WHAT NEEDS TO BE DONE — Every line below needs to be printed again exactly, without any of its pictures.

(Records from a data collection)

Segment Open

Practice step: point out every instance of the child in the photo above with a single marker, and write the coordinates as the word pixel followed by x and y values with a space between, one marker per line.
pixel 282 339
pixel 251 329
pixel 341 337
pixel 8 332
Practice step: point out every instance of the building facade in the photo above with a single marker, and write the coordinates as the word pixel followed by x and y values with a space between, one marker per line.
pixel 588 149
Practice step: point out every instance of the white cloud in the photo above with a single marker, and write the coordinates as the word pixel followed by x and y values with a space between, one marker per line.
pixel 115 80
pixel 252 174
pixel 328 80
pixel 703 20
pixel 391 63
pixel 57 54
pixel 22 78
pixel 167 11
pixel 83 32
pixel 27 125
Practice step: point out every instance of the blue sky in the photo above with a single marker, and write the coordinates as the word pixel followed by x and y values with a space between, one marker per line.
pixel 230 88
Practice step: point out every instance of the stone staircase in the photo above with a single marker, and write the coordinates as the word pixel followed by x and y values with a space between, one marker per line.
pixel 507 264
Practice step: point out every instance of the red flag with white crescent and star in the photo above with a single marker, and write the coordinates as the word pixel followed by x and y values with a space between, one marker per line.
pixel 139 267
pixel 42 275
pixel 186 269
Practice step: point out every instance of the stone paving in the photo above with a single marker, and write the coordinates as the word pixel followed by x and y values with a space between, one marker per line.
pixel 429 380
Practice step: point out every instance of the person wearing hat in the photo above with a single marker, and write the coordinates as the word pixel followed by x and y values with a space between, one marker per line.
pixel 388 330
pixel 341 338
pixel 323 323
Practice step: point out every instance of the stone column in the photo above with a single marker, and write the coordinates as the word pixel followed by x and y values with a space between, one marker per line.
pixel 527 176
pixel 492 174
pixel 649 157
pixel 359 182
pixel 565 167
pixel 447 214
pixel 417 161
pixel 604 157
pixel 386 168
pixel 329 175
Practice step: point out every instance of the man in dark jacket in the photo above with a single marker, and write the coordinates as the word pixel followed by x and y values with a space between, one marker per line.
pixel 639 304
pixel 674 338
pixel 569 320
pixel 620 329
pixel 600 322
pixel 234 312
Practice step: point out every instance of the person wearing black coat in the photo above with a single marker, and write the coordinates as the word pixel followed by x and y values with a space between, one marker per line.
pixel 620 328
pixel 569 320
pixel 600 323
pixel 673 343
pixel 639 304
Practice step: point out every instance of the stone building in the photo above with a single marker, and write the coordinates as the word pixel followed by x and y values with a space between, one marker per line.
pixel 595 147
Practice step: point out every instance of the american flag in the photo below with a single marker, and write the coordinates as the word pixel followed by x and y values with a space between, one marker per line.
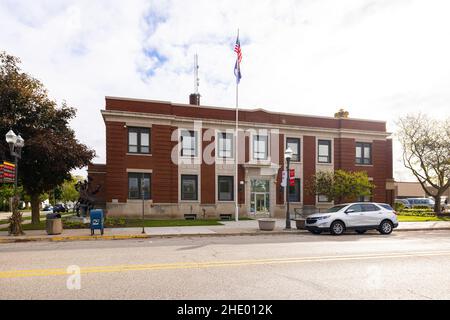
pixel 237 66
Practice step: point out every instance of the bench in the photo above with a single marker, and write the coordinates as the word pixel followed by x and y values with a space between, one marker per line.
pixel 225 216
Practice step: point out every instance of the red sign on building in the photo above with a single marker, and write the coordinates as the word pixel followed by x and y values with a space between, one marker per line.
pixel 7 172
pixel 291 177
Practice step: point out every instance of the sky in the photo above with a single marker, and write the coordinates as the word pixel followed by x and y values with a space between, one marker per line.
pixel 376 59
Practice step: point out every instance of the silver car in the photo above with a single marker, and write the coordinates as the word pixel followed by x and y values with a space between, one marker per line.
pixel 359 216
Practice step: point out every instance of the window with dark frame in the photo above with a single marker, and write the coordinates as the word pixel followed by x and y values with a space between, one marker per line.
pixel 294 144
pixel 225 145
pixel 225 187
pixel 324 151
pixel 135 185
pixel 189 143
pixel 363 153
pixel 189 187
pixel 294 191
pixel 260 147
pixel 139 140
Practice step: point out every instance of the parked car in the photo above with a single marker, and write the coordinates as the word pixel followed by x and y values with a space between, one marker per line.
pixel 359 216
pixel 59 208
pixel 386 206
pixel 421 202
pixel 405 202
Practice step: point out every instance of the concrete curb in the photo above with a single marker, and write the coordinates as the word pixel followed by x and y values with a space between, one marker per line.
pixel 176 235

Segment Closed

EXERCISE OUTPUT —
Practice step: point out every instance of the child in the photo above with a single marker, and write the coordinates as the word pixel followed by x and y values with a space between, one marker per line.
pixel 282 339
pixel 251 329
pixel 341 337
pixel 8 332
Practice step: point out every instance of the building facade in the photo above with a single marker, and write the coordinates as the word pixel followed by x and y values with a space between, one marker per line.
pixel 588 149
Practice step: point out every instance of the white cloud in the photo above with a single marker, and write the coordinates as the word pixel followed by x and y values with a space between, one marker per line.
pixel 115 80
pixel 252 174
pixel 328 80
pixel 703 20
pixel 391 63
pixel 57 54
pixel 22 78
pixel 167 11
pixel 83 32
pixel 27 125
Practice step: point out every instance of the blue sky in the photo above with a single marker, and write the coordinates as the word pixel followed by x and y values with a space between, one marker per line.
pixel 230 88
Practice step: point out every instance of the stone staircase in the photo above with a single marker, and write the coordinates as the word pixel followed by x and y values with a space between, one marker per line.
pixel 507 264
Practice step: point out every instance of the red flag with white crescent and star in the photo above with a single marker, and write the coordinates as the word pixel followed by x and y values with a space between, one marker per line.
pixel 139 267
pixel 42 275
pixel 186 269
Practice step: point out every instance of the stone paving in the photo above with a single marker, and write the coordinates as the word pixel followed by x and y values with a space between, one marker per line.
pixel 429 380
Practice step: point out every instance of the person wearing hat in the photo above with a single marker, and write the coordinates as the word pixel followed by x and y values with a space between, one marker per line.
pixel 388 330
pixel 341 338
pixel 323 323
Practice step: point out every instance of the stone column in the photo above with a single marker, and write the coordinates as the word pixel followed by x and y values with a space between, one marker per line.
pixel 527 176
pixel 492 174
pixel 649 157
pixel 359 182
pixel 565 167
pixel 447 214
pixel 417 161
pixel 604 157
pixel 386 168
pixel 329 175
Practice step: point out every instance of the man in dark jacket in the photo above with a single marker, and write the coordinates as the word pixel followed by x and y values with a space between, one marker per line.
pixel 639 304
pixel 674 338
pixel 569 320
pixel 620 329
pixel 600 322
pixel 234 312
Practice step: point out every instance of the person wearing black coat in the photo above with a single marker, and write the coordinates as the word pixel followed by x and y values with a space between, one marker per line.
pixel 620 328
pixel 569 320
pixel 600 323
pixel 673 343
pixel 639 304
Practice step: point out every instance of the stone building in the photo above with a single marker, and write the coordinates as the word pixel followed by x and y values with a space between, one marker per line.
pixel 595 147
Practice step: point out every instance of the american flag in the photo below with a single marker, and write the coordinates as the word pixel followed by x and y values with a space between, one marker per line.
pixel 237 66
Practice step: point out every instance of the bench in the photo above with a single marker, and write the coordinates as the word pixel followed by x and y values with a space between, one marker per line.
pixel 225 216
Practice step: point out every instance of the red sign on building in the photo above with a single marker, and write the coordinates as the word pixel followed by x and y values with a space between, one marker per line.
pixel 7 172
pixel 291 177
Practice step: point out every instance of the sky in the photo above with a single marker, and write the coordinates as the word pixel followed by x and y values with a space between, one marker per line.
pixel 376 59
Practice step: point out every instance of the silver car in the photo above with a single marker, and write the coordinates as the word pixel followed by x and y values with a space between, one marker per line.
pixel 359 216
Practice step: point out every instance of the window with dark frame in the photo above with a single marker, and write the coordinates as the word pixel followed by x and y values with a space between, one marker per line.
pixel 294 144
pixel 225 145
pixel 225 187
pixel 324 151
pixel 135 185
pixel 189 143
pixel 363 153
pixel 189 187
pixel 294 191
pixel 260 147
pixel 139 140
Practice step: point out every instance of the parked car in the photo above with a single marker, and write the coordinates as the word pixel followed by x and y values with a space between, one marker per line.
pixel 359 216
pixel 59 208
pixel 386 206
pixel 421 202
pixel 405 202
Practice step: point out every instance of the concrete curb in the photo above with a single marker, and write the coordinates as the word pixel followed by x and y values with a space between, one marker per line.
pixel 176 235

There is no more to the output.